OBJETIVO 1: De acordo com o trecho sobre a ação civil pública da DPU, qual projeto de lei aprovado no Senado incluiu a mineração na nova lei geral de licenciamento ambiental?
OBJETIVO 2: Imprima a parte do trecho sobre a ação civil pública da DPU que começa em "DPU solicita urgência" e termina em "para empresas diversas.".
OBJETIVO 3: Prossiga com o trecho sobre a ação civil pública da DPU a partir do ponto em que ele para.

TRECHO DO TEXTO:
+ + + + +

Nesse sentido, a ACP elenca diversas falhas e irregularidades graves permitidas pela IN 117/2021 do INCRA, cujos “procedimentos de anuência têm ignorado o arcabouço jurídico nacional e internacional, promovendo uma política fundiária que favorece empreendimentos privados em detrimento das garantias territoriais das comunidades assentadas. A ausência de participação e consulta transforma o procedimento de anuência em um ato administrativo ilegítimo, carente de legalidade e incompatível com os compromissos convencionais assumidos pelo Brasil”.
DPU solicita urgência diante do risco de lesão irreparável aos assentados
A DPU justifica o pedido de urgência em virtude do “risco concreto, atual e grave de lesão irreparável ou de difícil reparação a inúmeras comunidades residentes em projetos de assentamento da reforma agrária no país”, destaca riscos adicionais como o representado pelo PL 2159/2021, aprovado no Senado, que incluiu a mineração no arcabouço de empreendimentos da nova lei geral de licenciamento ambiental, com potencial para destruir de vez a importância do licenciamento no Brasil, transformado em mera formalidade e, em muitos casos, procedimento autodeclaratório para empresas diversas.
“Se aprovado, o PL acarretará consequências desastrosas para os territórios da reforma agrária, ao comprometer a qualidade da água, do solo e da biodiversidade, afetando diretamente a produção agrícola familiar, a saúde pública, a segurança alimentar e a permanência das comunidades no campo”, afirma a ACP.
A ação civil pública pede:
- Tutela provisória de urgência para que o INCRA se abstenha de conceder novas autorizações, anuências ou manifestações favoráveis do uso de áreas de projetos de assentamento da reforma agrária para fins de atividades e/ou empreendimentos minerários, de energia e de infraestrutura sem a observância do direito à efetiva participação social e sem a realização de consulta prévia, livre e informada às comunidades afetadas.

+ + + + +

DADOS FORNECIDOS:

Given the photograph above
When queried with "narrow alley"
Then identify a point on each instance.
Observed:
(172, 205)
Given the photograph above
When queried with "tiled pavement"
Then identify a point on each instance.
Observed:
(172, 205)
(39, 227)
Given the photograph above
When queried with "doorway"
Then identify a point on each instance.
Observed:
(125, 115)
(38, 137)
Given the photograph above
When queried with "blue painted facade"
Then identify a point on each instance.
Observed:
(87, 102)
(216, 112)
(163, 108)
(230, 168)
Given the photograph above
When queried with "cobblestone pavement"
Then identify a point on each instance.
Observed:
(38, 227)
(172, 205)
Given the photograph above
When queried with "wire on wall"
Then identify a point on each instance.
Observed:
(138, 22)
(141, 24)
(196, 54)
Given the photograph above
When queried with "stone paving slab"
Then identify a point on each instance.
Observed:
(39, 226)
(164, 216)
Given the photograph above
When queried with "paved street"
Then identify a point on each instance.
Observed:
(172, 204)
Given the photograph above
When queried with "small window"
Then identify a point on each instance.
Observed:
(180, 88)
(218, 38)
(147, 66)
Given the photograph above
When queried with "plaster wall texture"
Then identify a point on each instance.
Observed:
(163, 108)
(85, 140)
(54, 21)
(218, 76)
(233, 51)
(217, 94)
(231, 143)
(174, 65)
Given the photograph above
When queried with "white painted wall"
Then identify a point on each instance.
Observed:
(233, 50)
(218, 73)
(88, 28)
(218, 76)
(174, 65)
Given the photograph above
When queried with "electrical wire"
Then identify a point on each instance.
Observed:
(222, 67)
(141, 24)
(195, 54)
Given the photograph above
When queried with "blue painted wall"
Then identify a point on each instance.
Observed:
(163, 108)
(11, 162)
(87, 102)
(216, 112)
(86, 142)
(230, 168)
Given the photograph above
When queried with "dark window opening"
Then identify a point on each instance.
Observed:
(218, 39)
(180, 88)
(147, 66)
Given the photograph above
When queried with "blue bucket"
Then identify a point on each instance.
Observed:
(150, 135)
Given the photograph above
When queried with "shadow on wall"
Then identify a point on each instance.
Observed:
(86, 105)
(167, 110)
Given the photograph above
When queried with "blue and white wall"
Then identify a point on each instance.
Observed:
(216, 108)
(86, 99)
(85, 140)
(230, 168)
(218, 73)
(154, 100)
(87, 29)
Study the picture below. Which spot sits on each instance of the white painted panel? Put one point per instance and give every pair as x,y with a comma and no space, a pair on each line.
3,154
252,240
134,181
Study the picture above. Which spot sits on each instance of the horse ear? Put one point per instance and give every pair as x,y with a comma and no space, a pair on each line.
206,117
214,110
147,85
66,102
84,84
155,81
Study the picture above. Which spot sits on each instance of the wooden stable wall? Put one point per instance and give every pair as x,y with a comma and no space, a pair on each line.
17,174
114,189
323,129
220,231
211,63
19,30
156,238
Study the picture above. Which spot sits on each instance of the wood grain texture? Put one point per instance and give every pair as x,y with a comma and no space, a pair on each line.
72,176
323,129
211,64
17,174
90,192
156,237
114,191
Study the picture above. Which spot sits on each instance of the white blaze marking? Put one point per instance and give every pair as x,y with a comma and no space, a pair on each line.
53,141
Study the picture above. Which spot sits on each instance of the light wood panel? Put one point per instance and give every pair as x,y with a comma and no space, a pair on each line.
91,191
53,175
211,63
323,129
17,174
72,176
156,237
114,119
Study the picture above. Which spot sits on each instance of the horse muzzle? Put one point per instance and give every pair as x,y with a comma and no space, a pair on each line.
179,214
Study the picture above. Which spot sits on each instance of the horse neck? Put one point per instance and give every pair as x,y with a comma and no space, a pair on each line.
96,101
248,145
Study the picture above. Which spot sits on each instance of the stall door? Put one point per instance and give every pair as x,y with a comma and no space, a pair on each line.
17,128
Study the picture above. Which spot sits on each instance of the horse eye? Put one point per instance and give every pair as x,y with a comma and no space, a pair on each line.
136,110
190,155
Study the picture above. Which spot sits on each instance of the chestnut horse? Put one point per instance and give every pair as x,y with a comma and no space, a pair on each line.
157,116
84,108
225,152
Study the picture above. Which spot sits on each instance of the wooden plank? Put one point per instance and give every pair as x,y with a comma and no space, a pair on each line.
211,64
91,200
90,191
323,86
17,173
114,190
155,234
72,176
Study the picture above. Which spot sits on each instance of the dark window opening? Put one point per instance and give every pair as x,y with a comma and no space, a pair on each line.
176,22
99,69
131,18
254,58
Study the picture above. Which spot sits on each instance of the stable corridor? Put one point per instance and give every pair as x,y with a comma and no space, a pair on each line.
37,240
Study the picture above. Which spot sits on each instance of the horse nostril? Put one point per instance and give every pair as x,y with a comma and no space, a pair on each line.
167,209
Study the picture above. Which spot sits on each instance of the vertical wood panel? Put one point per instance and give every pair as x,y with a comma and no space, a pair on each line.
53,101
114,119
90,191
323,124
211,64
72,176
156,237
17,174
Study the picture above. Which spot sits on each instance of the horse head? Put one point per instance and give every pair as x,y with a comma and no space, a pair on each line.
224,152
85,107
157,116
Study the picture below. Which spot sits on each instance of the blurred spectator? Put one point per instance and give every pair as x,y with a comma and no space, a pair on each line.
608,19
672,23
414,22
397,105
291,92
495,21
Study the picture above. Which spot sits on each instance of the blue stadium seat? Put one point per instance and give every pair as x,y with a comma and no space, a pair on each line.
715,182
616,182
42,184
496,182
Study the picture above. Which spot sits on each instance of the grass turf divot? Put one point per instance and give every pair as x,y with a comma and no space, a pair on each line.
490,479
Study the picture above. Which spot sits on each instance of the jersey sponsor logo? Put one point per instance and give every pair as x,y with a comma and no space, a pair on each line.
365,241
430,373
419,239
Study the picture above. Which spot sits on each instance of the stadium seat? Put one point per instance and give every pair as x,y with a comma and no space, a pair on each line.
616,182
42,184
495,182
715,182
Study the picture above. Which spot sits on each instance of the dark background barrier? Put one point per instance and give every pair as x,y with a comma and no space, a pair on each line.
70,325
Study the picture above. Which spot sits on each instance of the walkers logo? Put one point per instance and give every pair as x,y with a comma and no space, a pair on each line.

+ + + + +

RESPOSTA 1: O PL 2159/2021.

RESPOSTA 2:
DPU solicita urgência diante do risco de lesão irreparável aos assentados
A DPU justifica o pedido de urgência em virtude do “risco concreto, atual e grave de lesão irreparável ou de difícil reparação a inúmeras comunidades residentes em projetos de assentamento da reforma agrária no país”, destaca riscos adicionais como o representado pelo PL 2159/2021, aprovado no Senado, que incluiu a mineração no arcabouço de empreendimentos da nova lei geral de licenciamento ambiental, com potencial para destruir de vez a importância do licenciamento no Brasil, transformado em mera formalidade e, em muitos casos, procedimento autodeclaratório para empresas diversas.

RESPOSTA 3:
- O julgamento procedente na integralidade da ação, confirmando a tutela antecipada, obrigando o INCRA a adotar, em todos os procedimentos administrativos relativos à anuência do uso de áreas em projetos de assentamento da reforma agrária por atividades e/ou empreendimentos econômicos (notadamente minerários, de energia e de infraestrutura), o direito à efetiva participação social e à realização de consulta prévia, livre e informada às comunidades afetadas.
- Revisão, pelo INCRA, de todos os atos administrativos para anuência do uso de áreas de projetos de assentamento da reforma agrária para fins de atividades e/ou empreendimentos minerários, de energia e de infraestrutura, nos quais não tenha sido comprovada a observância do direito à efetiva participação social e à consulta prévia, livre e informada às comunidades afetadas.
- Condenação da UNIÃO e do INCRA à obrigação de adotar medidas de caráter estrutural, com cronograma público de implementação, destinadas a assegurar o direito à efetiva participação social e à consulta prévia, livre e informada às comunidades afetadas.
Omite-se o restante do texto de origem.